--- TASK OBJECTIVE ---
All of the entries below need to be repeated exactly.
(Beginning of RECORDS FOR THIS TASK)
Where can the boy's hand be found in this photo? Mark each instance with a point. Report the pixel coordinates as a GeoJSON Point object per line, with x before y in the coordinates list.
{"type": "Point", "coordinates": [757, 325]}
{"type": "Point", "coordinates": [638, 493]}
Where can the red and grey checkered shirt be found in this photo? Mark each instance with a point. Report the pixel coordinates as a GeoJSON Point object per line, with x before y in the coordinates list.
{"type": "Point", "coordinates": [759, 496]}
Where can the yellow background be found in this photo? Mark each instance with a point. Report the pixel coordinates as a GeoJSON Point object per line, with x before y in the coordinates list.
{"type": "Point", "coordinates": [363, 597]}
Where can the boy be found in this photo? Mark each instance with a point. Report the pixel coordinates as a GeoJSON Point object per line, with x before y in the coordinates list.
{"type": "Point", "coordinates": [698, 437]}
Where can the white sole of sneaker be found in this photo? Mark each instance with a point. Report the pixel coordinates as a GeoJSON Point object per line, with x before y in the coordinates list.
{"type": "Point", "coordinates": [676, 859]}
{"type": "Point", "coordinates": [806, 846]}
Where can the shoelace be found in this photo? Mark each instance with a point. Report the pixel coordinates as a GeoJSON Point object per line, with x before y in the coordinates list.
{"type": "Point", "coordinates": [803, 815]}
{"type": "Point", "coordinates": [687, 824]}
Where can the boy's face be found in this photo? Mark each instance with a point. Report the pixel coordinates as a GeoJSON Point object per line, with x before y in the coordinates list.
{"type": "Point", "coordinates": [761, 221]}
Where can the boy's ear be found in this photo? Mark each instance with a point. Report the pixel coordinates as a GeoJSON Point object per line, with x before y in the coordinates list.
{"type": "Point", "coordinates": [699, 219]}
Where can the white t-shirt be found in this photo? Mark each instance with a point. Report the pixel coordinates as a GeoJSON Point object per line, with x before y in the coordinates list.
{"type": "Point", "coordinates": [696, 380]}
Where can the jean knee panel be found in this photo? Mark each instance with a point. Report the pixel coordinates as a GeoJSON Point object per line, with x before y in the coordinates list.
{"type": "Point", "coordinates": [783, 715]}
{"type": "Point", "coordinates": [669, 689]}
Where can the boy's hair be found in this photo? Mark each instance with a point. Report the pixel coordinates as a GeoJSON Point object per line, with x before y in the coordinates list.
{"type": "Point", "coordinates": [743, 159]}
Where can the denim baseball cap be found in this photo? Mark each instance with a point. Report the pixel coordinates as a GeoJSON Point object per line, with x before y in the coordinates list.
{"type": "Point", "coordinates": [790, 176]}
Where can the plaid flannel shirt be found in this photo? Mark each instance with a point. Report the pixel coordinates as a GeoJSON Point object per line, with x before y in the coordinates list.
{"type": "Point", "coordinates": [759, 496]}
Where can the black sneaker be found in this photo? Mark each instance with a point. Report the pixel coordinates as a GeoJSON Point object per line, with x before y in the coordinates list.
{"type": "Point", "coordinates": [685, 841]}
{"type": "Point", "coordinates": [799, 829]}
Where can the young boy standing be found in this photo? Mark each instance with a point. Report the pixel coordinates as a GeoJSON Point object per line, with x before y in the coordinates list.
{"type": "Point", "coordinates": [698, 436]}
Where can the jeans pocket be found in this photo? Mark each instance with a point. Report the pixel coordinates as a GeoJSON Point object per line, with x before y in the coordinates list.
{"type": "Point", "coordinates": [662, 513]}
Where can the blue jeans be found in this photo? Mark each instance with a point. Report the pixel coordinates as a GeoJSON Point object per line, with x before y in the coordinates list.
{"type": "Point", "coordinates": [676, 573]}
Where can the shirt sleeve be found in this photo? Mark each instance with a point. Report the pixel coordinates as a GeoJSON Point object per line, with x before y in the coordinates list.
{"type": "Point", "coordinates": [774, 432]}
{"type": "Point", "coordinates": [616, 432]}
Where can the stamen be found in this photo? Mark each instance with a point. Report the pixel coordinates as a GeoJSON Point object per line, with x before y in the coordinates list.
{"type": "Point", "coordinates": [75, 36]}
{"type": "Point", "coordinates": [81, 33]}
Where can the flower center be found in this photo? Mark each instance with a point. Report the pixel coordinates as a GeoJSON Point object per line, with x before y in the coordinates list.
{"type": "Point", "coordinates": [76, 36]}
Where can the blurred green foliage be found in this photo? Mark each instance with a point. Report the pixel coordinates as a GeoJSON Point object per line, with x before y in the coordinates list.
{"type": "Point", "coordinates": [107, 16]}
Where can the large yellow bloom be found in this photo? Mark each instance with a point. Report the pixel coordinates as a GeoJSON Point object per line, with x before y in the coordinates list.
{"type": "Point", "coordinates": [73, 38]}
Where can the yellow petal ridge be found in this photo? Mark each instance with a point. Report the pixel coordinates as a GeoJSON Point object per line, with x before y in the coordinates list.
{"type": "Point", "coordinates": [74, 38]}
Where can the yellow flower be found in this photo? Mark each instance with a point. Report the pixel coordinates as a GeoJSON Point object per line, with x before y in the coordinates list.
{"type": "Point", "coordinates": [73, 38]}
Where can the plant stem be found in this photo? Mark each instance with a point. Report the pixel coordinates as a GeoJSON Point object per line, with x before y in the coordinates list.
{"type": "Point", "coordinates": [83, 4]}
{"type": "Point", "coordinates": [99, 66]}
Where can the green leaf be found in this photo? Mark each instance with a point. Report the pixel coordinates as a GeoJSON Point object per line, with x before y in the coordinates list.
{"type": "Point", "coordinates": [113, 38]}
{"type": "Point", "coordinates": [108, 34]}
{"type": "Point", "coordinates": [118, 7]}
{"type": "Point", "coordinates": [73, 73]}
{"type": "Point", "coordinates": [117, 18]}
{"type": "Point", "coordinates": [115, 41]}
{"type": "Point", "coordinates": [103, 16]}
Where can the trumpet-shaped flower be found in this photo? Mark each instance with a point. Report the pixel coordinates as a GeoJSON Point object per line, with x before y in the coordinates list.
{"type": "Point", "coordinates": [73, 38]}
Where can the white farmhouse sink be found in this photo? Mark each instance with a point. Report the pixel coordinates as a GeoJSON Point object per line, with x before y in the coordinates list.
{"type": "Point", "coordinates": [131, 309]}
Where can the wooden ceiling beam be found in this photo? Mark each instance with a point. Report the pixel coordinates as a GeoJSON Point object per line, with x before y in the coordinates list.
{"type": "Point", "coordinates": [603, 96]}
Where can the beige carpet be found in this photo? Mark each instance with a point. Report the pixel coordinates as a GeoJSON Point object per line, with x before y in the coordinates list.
(End of RECORDS FOR THIS TASK)
--- WORKED SOLUTION ---
Where can the boy's hand be found in this photo? Mark each instance with a point. Report the pixel coordinates as a GeoJSON Point object per line, with x before y in the coordinates list.
{"type": "Point", "coordinates": [757, 325]}
{"type": "Point", "coordinates": [638, 493]}
Where can the red and grey checkered shirt be found in this photo? Mark each instance with a point. Report the pixel coordinates as a GeoJSON Point object per line, with x before y in the coordinates list.
{"type": "Point", "coordinates": [759, 496]}
Where can the yellow background be found in this photo? Mark each instance with a point. Report the pixel coordinates as a GeoJSON Point object per line, with x before y in the coordinates list.
{"type": "Point", "coordinates": [363, 597]}
Where can the boy be found in this photo? Mark each instance with a point. Report the pixel coordinates as a GeoJSON Point object per line, with x before y in the coordinates list.
{"type": "Point", "coordinates": [698, 437]}
Where can the white sole of sneaker be found in this photo? Mark each instance with a point. Report the pixel coordinates as a GeoJSON Point object per line, with x before y in the coordinates list.
{"type": "Point", "coordinates": [676, 859]}
{"type": "Point", "coordinates": [806, 846]}
Where can the shoelace be found in this photo? Mark each instance with a point. Report the pixel coordinates as a GeoJSON Point object per line, with x before y in the coordinates list.
{"type": "Point", "coordinates": [803, 815]}
{"type": "Point", "coordinates": [687, 824]}
Where can the boy's face be found in this photo? Mark each instance with a point. Report the pixel coordinates as a GeoJSON Point object per line, with x before y in the coordinates list.
{"type": "Point", "coordinates": [761, 221]}
Where can the boy's ear be found in this photo? Mark each instance with a point. Report the pixel coordinates as a GeoJSON Point object per line, with x before y in the coordinates list.
{"type": "Point", "coordinates": [699, 219]}
Where can the white t-shirt be found in this photo? Mark each instance with a point. Report the pixel coordinates as a GeoJSON Point object per line, with x before y in the coordinates list.
{"type": "Point", "coordinates": [696, 380]}
Where can the jean knee panel be found in this photo? Mark each instance with a point. Report the pixel coordinates as a GeoJSON Point object per line, with x before y in the coordinates list.
{"type": "Point", "coordinates": [783, 715]}
{"type": "Point", "coordinates": [669, 689]}
Where can the boy's hair be found in this photo? Mark each instance with a point. Report the pixel coordinates as a GeoJSON Point object per line, with x before y in the coordinates list.
{"type": "Point", "coordinates": [743, 159]}
Where can the denim baseball cap be found in this photo? Mark each instance with a point. Report the pixel coordinates as a GeoJSON Point object per line, with x before y in the coordinates list.
{"type": "Point", "coordinates": [790, 176]}
Where can the plaid flannel shirt be found in this photo? Mark each instance with a point. Report the pixel coordinates as a GeoJSON Point object per line, with x before y in the coordinates list.
{"type": "Point", "coordinates": [759, 496]}
Where can the black sneaker be found in this photo? Mark each instance with a point. Report the pixel coordinates as a GeoJSON Point object per line, with x before y in the coordinates list.
{"type": "Point", "coordinates": [685, 841]}
{"type": "Point", "coordinates": [799, 829]}
Where can the young boy standing be found in this photo? Mark each instance with a point. Report the pixel coordinates as a GeoJSON Point object per line, with x before y in the coordinates list.
{"type": "Point", "coordinates": [698, 436]}
Where can the jeans pocket be found in this photo? Mark each instance with a point. Report the pixel coordinates as a GeoJSON Point object per line, with x before y in the coordinates list.
{"type": "Point", "coordinates": [662, 513]}
Where can the blue jeans be found in this photo? Mark each instance with a point. Report the pixel coordinates as a GeoJSON Point object per line, with x before y in the coordinates list.
{"type": "Point", "coordinates": [676, 573]}
Where can the shirt sleeve be found in this photo? Mark each instance with a point. Report the pixel coordinates as a GeoJSON Point object per line, with x before y in the coordinates list.
{"type": "Point", "coordinates": [774, 432]}
{"type": "Point", "coordinates": [616, 432]}
Where can the stamen be found in this photo? Mark each instance with a point. Report the pixel coordinates as a GeoJSON Point object per line, with x before y in the coordinates list.
{"type": "Point", "coordinates": [75, 36]}
{"type": "Point", "coordinates": [81, 33]}
Where can the flower center be found in this photo? Mark each instance with a point. Report the pixel coordinates as a GeoJSON Point object per line, with x before y in the coordinates list.
{"type": "Point", "coordinates": [76, 36]}
Where can the blurred green foliage be found in this photo? Mark each instance with a point. Report the pixel coordinates as a GeoJSON Point object per line, with x before y in the coordinates list.
{"type": "Point", "coordinates": [107, 16]}
Where can the large yellow bloom be found in this photo? Mark each instance with a point. Report the pixel coordinates as a GeoJSON Point object per line, with x before y in the coordinates list.
{"type": "Point", "coordinates": [73, 38]}
Where can the yellow petal ridge be found in this photo? Mark each instance with a point. Report the pixel coordinates as a GeoJSON Point object per line, with x before y in the coordinates list.
{"type": "Point", "coordinates": [74, 38]}
Where can the yellow flower be found in this photo? Mark each instance with a point. Report the pixel coordinates as a GeoJSON Point object per line, with x before y in the coordinates list.
{"type": "Point", "coordinates": [73, 38]}
Where can the plant stem be found in this photo? Mark each instance with a point. Report the pixel coordinates as a GeoJSON Point object per line, with x before y in the coordinates list.
{"type": "Point", "coordinates": [83, 4]}
{"type": "Point", "coordinates": [99, 66]}
Where can the green leaf be found in this photo? Mark each instance with a point. Report the pixel coordinates as a GeoJSON Point object per line, with x before y in the coordinates list.
{"type": "Point", "coordinates": [113, 38]}
{"type": "Point", "coordinates": [108, 34]}
{"type": "Point", "coordinates": [118, 7]}
{"type": "Point", "coordinates": [73, 73]}
{"type": "Point", "coordinates": [117, 18]}
{"type": "Point", "coordinates": [115, 41]}
{"type": "Point", "coordinates": [103, 16]}
Where can the trumpet-shaped flower be found in this photo? Mark each instance with a point. Report the pixel coordinates as a GeoJSON Point object per line, with x before y in the coordinates list.
{"type": "Point", "coordinates": [73, 38]}
Where can the white farmhouse sink be found in this photo? Mark each instance with a point. Report the pixel coordinates as a GeoJSON Point object per line, with x before y in the coordinates list.
{"type": "Point", "coordinates": [131, 309]}
Where can the wooden ceiling beam be found in this photo? Mark each instance with a point. Report the pixel coordinates as a GeoJSON Point object per line, with x before y in the coordinates list.
{"type": "Point", "coordinates": [603, 96]}
Where can the beige carpet be found in this photo? Mark each instance with a point. Report the pixel coordinates as a GeoJSON Point object per line, with x before y in the coordinates list.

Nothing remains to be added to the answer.